Passage for review:
# Laundry concern



## Navy_newbie0696 (6 Dec 2021)

Does the washing machines at the dorms at CFLRS have a gentle/delicate/etc. mode for hand-wash clothing?

I am going to CFLRS for BMOQ next year on January 2022 and just going through my packing list when this laundry concern came up. From personal experience. The last thing I need is to have a bunch of torn-up, damaged underwear and other garments because I threw them into a washing machine that doesn't support hand-wash clothes. 😢

EDIT: Weird question, and I apologize in advance if this has already been answered, or posted in another thread.


----------



## PMedMoe (6 Dec 2021)

Do yourself a favour; get some underwear and "other garments' that don't require handwashing and/or a delicate cycle.


----------



## Furniture (6 Dec 2021)

The laundry machines in barracks tend to be commercial units designed to wash large volumes, and while they may have a "gentle" cycle I would not suggest putting anything you care about too much in them. 

Also bear in mind that 20-30 of your closest friends will be using the same machines, at the same times, so your washing will likely end up tossed into a dryer before you get there to pick out anything that needs to be hung to dry. 

My basic rule for clothing I take with me on course/deployments is everything mush be able to survive machine wash/dry at the "normal" settings. So warm water, medium-high heat drying, etc..


----------



## Navy_newbie0696 (6 Dec 2021)

So for best results, I should pack only clothing that can handle normal wash and dryer mode, or buy clothes that will meet those criteria. Yeah, I'll do that.

Thank you folks.


----------



## FormerHorseGuard (6 Dec 2021)

if you think you need special underwear for basic, you are already letting yourself down.  get the basics, comfortable, ( not white)  because there is going to be that  moment in the middle of the night where you will be waking up and rushing to get dressed because all hell has broken loose and only your team can save the world and your fancy underwear will be the joke after breakfast.


----------



## Fishbone Jones (6 Dec 2021)

You're  going to get issued t-shirts and unisex underwear (not bras), that'll  stand up to the laundry equipment.


----------



## SeaKingTacco (6 Dec 2021)

Don’t take anything to Basic that you super care about. Most clothes will be issued to you: any under garments or civilian clothes should be super low maintenance and durable.

Work instruction:
Answer these questions about the laundry thread above.
1. What program is the first poster heading to CFLRS for, and in what month and year?
2. According to Furniture, how many people will be using the same machines?
3. What color of underwear does FormerHorseGuard advise against?

Dataset content:
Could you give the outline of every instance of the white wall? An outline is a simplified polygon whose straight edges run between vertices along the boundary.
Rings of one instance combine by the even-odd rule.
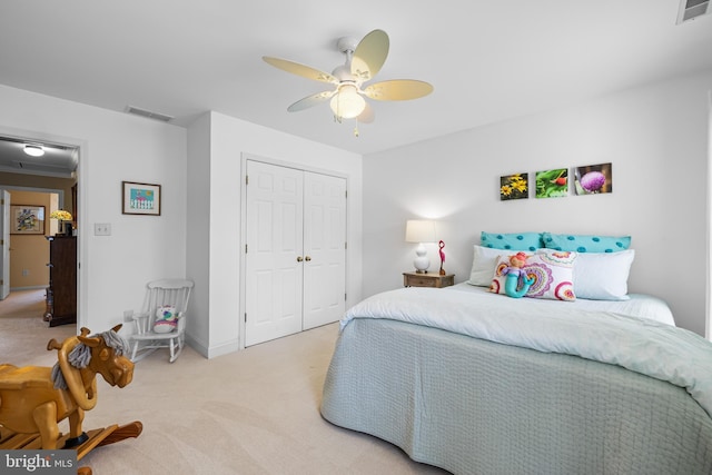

Solution to this problem:
1. BMOQ, in January 2022.
2. 20-30 people.
3. White.